─── Reading passage ───

SCREENING LOG -7/12-7/18, 2004

Back to 2004 Index

As Tears Go By (1988, Wong Kar-Wai)

http://www.imdb.com/title/tt0096461/

Wong Kar Wai's first feature (now I have seen all of them except for his latest, 2046, which alongside Godard's OUR MUSIC was the highest-rated film from this year's Cannes Film Festival among critics polled in the latest FILM COMMENT magazine). Expectedly rough on the edges, especially compared to the consummate polish that defines his current filmmaking -- but the rough edges make the ideas and emotions that pervade Wong's films stand out all the more sharply. The Wongian themes of cagey human impulse in pursuit of haunted, unrealized desires emerge in what would otherwise be a standard crime genre plot: A gangster (Andy Lau, at the onset of his superstardom, without the hard-edged Tom Cruise-like features that now make him a pan-Pacific icon) trying to save his buddy (Jacky Cheung, in the kind of self-destructive role that Leslie Cheung would make his own in subsequent Wong movies) while attempting a transition into the straight-and-narrow with a good little missy (a fresh-faced Maggie Cheung). It's fascinating to observe how Wong takes the honor-among-brothers-in-crime material and works it so differently than, say, Ringo Lam or John Woo. Whereas Lam empahsizes gangland Machiavellian self-preservation strategies, and Woo fixates on a chivalric code of male conduct in modern day crisis, Wong's focus is on the individual wrestling with his own existential impulses, the forces that propel one's desires in any number of directions, usually the one least expected. Wong also gives equal time for his hero to fraternize with both male and female companions (the latter in a more explicit manner than Woo's Spielbergian arrested teenager attitude towards sex). But perhaps the most unexpected feat of this film is how it redefines TOP GUN as a proto-Wong Kar Wai movie -- it does this through an extended homage to the romantic interlude that was the deadliest stretch of TOP GUN, but in Wong's hands it takes on a whole new poignancy (despite the cheesy effects of a Cantonese cover of "Take My Breath Away" playing in the background). Something tells me that Tom Cruise could give the performance of his life in a Wong Kar-Wai movie. yes

The Long Goodbye (1973, Robert Altman)

─── Information supplied ───

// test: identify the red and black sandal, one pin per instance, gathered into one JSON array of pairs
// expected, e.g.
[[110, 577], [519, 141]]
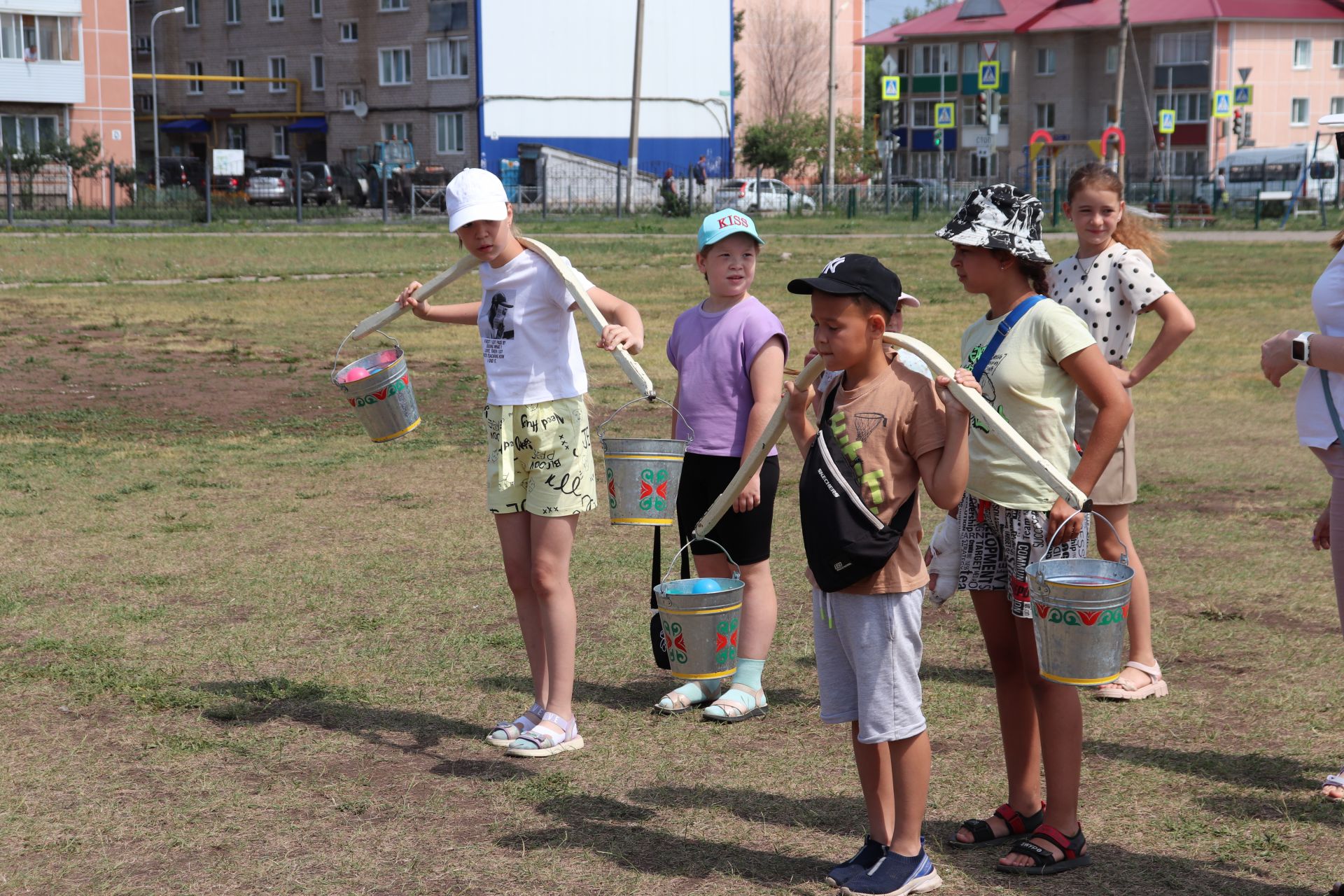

───

> Directions:
Answer these questions from the screening log entry on As Tears Go By.
1. Which two films from this year's Cannes Film Festival were the highest rated among critics polled in Film Comment?
2. Which actor plays the gangster's buddy?
3. What song plays in a Cantonese cover during the homage to Top Gun?

> Solution for this exercise:
1. 2046 and Godard's Our Music
2. Jacky Cheung
3. "Take My Breath Away"